# START OF Rows
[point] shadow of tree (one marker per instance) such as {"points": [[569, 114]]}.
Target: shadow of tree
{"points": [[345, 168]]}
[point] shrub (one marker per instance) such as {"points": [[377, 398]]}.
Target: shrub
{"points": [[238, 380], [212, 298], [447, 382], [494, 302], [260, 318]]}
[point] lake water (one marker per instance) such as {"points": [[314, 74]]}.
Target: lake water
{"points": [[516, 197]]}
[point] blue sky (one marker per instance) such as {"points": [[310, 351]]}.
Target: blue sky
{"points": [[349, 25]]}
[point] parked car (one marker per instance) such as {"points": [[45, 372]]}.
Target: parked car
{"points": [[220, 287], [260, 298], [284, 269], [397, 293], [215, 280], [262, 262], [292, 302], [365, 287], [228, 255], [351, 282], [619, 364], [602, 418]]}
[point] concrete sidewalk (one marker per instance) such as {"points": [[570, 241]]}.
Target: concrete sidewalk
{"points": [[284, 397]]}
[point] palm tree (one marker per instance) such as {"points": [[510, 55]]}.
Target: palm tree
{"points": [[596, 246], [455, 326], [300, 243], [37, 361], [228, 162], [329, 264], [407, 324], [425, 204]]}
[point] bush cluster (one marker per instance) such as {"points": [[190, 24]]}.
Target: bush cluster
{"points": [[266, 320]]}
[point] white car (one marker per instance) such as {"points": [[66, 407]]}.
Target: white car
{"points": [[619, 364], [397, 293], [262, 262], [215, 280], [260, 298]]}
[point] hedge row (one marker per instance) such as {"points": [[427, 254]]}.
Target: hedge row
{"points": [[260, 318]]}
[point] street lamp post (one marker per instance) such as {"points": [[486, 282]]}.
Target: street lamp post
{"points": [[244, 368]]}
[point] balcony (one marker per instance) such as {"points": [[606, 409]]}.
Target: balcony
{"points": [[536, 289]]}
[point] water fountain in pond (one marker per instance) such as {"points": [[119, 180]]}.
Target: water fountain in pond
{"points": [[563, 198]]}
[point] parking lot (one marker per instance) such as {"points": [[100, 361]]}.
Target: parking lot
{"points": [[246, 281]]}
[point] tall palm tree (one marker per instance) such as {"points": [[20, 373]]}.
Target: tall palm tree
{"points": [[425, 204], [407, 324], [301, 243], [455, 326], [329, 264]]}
# END OF Rows
Copy out the lines from the one containing "[point] parking lot" through the end of the data items, inclusive, requests included. Scale every point coordinate in the answers by 1.15 and round to whole numbers, with halves rounded up, but leave the numbers in the requests and their format samples unchanged.

[point] parking lot (one marker per instance) such as {"points": [[100, 361]]}.
Target: parking lot
{"points": [[283, 323]]}
[point] tall palm tree (one marker per instance) such as {"points": [[20, 373]]}.
Target: tall palm tree
{"points": [[489, 235], [468, 373], [346, 279], [523, 375], [378, 304]]}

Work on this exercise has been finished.